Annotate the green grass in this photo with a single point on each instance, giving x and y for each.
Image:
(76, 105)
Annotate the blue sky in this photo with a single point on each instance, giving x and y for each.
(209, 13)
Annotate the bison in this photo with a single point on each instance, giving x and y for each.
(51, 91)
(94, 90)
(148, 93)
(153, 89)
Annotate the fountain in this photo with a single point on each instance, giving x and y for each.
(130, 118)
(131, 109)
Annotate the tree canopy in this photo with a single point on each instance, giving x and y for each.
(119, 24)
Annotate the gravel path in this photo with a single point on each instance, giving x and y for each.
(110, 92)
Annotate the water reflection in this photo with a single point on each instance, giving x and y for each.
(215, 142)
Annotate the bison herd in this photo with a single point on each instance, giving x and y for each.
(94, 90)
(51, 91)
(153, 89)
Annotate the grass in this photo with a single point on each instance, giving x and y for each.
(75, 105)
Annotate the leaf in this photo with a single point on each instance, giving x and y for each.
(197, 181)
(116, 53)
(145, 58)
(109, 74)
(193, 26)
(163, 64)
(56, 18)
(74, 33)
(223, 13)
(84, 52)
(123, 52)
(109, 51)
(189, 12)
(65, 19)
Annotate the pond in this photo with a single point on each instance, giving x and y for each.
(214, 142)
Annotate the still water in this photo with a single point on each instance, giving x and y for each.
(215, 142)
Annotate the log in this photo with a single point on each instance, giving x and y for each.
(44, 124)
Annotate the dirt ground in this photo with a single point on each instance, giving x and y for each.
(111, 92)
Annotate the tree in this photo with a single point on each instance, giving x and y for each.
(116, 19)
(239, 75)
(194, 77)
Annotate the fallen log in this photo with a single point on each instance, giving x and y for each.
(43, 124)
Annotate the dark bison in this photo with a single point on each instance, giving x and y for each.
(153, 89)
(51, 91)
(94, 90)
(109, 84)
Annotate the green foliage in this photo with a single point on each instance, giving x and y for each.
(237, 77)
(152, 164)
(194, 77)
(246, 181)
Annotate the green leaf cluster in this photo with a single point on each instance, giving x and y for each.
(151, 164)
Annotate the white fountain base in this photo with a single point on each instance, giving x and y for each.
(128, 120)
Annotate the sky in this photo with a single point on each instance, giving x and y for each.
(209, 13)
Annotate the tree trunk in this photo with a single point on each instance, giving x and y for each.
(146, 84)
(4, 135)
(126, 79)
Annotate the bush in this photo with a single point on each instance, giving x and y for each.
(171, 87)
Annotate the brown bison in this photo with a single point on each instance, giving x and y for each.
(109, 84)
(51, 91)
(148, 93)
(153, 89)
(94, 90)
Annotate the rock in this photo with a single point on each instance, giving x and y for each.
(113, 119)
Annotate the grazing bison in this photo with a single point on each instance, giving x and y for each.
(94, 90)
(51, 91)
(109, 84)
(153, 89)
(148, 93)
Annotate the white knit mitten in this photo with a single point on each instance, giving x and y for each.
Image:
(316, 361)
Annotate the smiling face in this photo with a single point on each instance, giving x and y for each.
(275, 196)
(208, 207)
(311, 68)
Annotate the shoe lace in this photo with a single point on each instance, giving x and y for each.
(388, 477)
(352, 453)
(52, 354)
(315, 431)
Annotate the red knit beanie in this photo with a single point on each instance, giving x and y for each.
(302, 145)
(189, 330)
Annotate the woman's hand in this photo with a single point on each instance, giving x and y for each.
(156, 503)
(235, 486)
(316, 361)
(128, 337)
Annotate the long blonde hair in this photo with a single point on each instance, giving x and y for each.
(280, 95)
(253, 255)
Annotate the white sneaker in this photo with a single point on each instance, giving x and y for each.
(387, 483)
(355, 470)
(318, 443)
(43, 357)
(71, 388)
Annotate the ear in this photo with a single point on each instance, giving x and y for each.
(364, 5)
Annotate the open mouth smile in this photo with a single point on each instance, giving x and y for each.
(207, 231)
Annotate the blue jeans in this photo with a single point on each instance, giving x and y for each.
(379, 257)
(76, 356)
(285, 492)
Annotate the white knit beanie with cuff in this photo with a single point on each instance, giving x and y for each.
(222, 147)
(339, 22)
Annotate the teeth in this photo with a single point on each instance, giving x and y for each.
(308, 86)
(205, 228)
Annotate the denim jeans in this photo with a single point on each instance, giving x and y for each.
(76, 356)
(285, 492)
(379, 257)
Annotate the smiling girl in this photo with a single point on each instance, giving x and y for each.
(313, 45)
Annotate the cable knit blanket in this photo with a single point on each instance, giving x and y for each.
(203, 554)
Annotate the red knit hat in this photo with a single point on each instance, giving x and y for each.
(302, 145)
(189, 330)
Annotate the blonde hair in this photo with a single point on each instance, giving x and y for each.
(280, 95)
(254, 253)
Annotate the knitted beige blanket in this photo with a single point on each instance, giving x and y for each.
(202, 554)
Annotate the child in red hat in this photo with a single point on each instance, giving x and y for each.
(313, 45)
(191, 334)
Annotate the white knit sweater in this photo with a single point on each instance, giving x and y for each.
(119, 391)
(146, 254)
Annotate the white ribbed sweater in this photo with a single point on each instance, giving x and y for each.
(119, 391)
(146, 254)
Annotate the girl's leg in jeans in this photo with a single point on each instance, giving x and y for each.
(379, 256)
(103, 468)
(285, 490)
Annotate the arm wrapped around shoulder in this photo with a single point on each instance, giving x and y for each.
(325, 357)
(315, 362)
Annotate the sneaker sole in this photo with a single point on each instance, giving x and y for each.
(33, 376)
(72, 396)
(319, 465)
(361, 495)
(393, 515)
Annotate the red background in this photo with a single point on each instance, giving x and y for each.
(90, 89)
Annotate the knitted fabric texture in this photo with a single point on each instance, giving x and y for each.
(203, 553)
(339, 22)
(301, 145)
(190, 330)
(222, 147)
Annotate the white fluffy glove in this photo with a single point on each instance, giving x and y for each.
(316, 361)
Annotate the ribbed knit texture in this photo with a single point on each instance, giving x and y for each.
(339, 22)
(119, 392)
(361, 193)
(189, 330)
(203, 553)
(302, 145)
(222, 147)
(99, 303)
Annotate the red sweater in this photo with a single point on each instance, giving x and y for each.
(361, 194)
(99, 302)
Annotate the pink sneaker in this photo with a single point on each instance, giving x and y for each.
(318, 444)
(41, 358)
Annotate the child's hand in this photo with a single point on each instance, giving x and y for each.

_ _ _ _ _ _ _

_SET PROBLEM_. Convert the lines above into a numbered list, omitting blank lines.

_RIGHT ANSWER_.
1. Annotate the green grass in this photo with a single point on each instance, giving x and y for each.
2. Image:
3. (76, 105)
4. Annotate the blue sky in this photo with a single point on each instance, giving x and y for each.
5. (209, 13)
6. Annotate the bison in this photo with a single point on each instance, giving x and y for each.
7. (51, 91)
8. (94, 90)
9. (148, 93)
10. (153, 89)
11. Annotate the fountain in this photo with a single point on each instance, giving x and y for each.
12. (130, 118)
13. (131, 109)
14. Annotate the tree canopy in this photo with a single point on each instance, giving x and y for each.
15. (119, 24)
16. Annotate the gravel path in this photo with a single point on each instance, giving x and y for each.
17. (110, 92)
18. Annotate the water reflection in this photo with a single point on each instance, giving x and y for each.
19. (215, 142)
20. Annotate the bison herd in this photo with a single point on each instance, giving x and y for each.
21. (94, 90)
22. (51, 91)
23. (153, 89)
24. Annotate the grass in this photo with a single point on each instance, giving x and y for each.
25. (75, 105)
26. Annotate the leaf in this photo with a single point on each instance, giving x and y for each.
27. (197, 181)
28. (116, 53)
29. (145, 58)
30. (109, 74)
31. (193, 26)
32. (163, 64)
33. (56, 18)
34. (74, 33)
35. (223, 13)
36. (84, 52)
37. (123, 52)
38. (109, 51)
39. (189, 12)
40. (65, 19)
41. Annotate the pond in this photo with a single point on each instance, giving x and y for each.
42. (214, 142)
43. Annotate the still water in this photo with a single point on each instance, giving x and y for each.
44. (215, 142)
45. Annotate the log in this photo with a single point on each instance, giving x and y for each.
46. (44, 124)
47. Annotate the dirt ground in this photo with a single point on each instance, giving x and y for each.
48. (111, 92)
49. Annotate the tree in this photo with a single point on each instance, giving x and y for each.
50. (116, 19)
51. (239, 75)
52. (194, 77)
53. Annotate the fallen log in this photo with a single point on each instance, giving x and y for each.
54. (43, 124)
55. Annotate the dark bison in this photo with a single point on each instance, giving x and y for each.
56. (153, 89)
57. (51, 91)
58. (94, 90)
59. (109, 84)
60. Annotate the green foliage in this photo with a single point on each instance, giving x and y for each.
61. (237, 77)
62. (152, 164)
63. (194, 77)
64. (246, 181)
65. Annotate the green leaf cluster in this photo with a single point on each instance, giving x and y for each.
66. (151, 164)
67. Annotate the white fountain base in this photo with a single point on each instance, giving x and y for each.
68. (128, 120)
69. Annotate the sky in this photo with a single point on each instance, giving x and y for each.
70. (209, 13)
71. Annotate the tree trunk in this photo with a single point on each instance, giving x and y for each.
72. (146, 84)
73. (4, 135)
74. (126, 79)
75. Annotate the bush in this photo with a single point on each instance, giving x and y for each.
76. (171, 87)
77. Annotate the brown bison in this photo with a single point on each instance, giving x and y for each.
78. (109, 84)
79. (51, 91)
80. (148, 93)
81. (153, 89)
82. (94, 90)
83. Annotate the rock in this photo with a single point on each instance, giving x and y for each.
84. (113, 119)
85. Annotate the grazing bison in this photo with a single point on each instance, giving x and y for each.
86. (94, 90)
87. (51, 91)
88. (109, 84)
89. (153, 89)
90. (148, 93)
91. Annotate the white knit mitten in this photo with a single point on each instance, giving x and y for each.
92. Image:
93. (316, 361)
94. Annotate the smiling face in this photo with a single point on each instance, giving x and y for each.
95. (275, 196)
96. (208, 207)
97. (311, 68)
98. Annotate the shoe lace in this photo with a single point on each instance, giving x and y for each.
99. (388, 477)
100. (352, 453)
101. (52, 354)
102. (315, 431)
103. Annotate the red knit beanie in this photo with a single point on each instance, giving x and y for each.
104. (302, 145)
105. (189, 330)
106. Annotate the woman's hand in this photo with a single point on each instance, giving x and y for each.
107. (156, 503)
108. (235, 486)
109. (316, 361)
110. (128, 337)
111. Annotate the long blonde hair in this photo with a single point on each instance, giving x and y for each.
112. (280, 95)
113. (253, 255)
114. Annotate the white sneaker in this photo with a single point on each instance, giving x and y for each.
115. (387, 483)
116. (355, 470)
117. (318, 443)
118. (43, 357)
119. (71, 388)
120. Annotate the ear in this photo with a single point on each instance, giving x and y for each.
121. (364, 5)
122. Annotate the open mouth smile in this photo with a single point on each instance, giving x and y for each.
123. (207, 231)
124. Annotate the blue jeans in this photo with a single point on each instance, giving x and y for each.
125. (379, 257)
126. (76, 356)
127. (285, 492)
128. Annotate the white knit beanie with cuff in this photo with a single point on each instance, giving x and y for each.
129. (222, 147)
130. (339, 22)
131. Annotate the teeth in this photo with a single point on each instance, giving x and y for each.
132. (308, 86)
133. (205, 228)
134. Annotate the denim jeans in this photo with a single point on each instance, giving x and y for each.
135. (76, 356)
136. (285, 492)
137. (379, 257)
138. Annotate the smiling girl in this photo with a single point on each instance, giving x and y for each.
139. (313, 45)
140. Annotate the cable knit blanket in this photo with a single point on each instance, giving x and y for each.
141. (203, 554)
142. Annotate the red knit hat in this photo with a single point on each instance, giving x and y for each.
143. (302, 145)
144. (189, 330)
145. Annotate the blonde hair in this photo with a single point on each instance, giving x and y for each.
146. (280, 95)
147. (254, 253)
148. Annotate the knitted beige blanket in this photo with a single point on each instance, giving x and y for each.
149. (202, 554)
150. Annotate the child in red hat in this photo with a single point on each instance, giving x and y for each.
151. (313, 45)
152. (191, 334)
153. Annotate the white knit sweater in this photo with a single point on each instance, giving x and y for each.
154. (119, 391)
155. (146, 254)
156. Annotate the white ribbed sweater in this photo with a single point on each instance, giving x and y for each.
157. (119, 391)
158. (146, 254)
159. Annotate the girl's leg in jeans in this photo with a single point on each instance, giving x and y for each.
160. (379, 256)
161. (103, 468)
162. (285, 490)
163. Annotate the arm wrapped around shoulder in this photo with a single point on each instance, giving x and y for each.
164. (325, 357)
165. (315, 362)
166. Annotate the sneaker sole in this photo with a single point on each instance, giving x and y for each.
167. (33, 376)
168. (72, 396)
169. (319, 465)
170. (361, 495)
171. (393, 515)
172. Annotate the red background in this photo with a single point on each instance, giving x and y for each.
173. (90, 89)
174. Annotate the knitted fabric texture in this photo with a single point on each instance, giving x and y for each.
175. (203, 553)
176. (339, 22)
177. (301, 145)
178. (190, 330)
179. (222, 147)
180. Annotate the white fluffy glove in this photo with a single point on each instance, giving x and y for each.
181. (316, 361)
182. Annotate the ribbed knit texture in this photo with a single point on each instance, giving x and y for each.
183. (339, 22)
184. (119, 392)
185. (361, 193)
186. (189, 330)
187. (203, 553)
188. (302, 145)
189. (222, 147)
190. (99, 303)
191. Annotate the red sweater in this photo with a single point on each instance, giving x and y for each.
192. (361, 194)
193. (99, 302)
194. Annotate the pink sneaker in this photo with a single point on each instance, giving x and y for each.
195. (318, 444)
196. (41, 358)
197. Annotate the child's hand in this photo with a single point on each instance, giving x and y for each.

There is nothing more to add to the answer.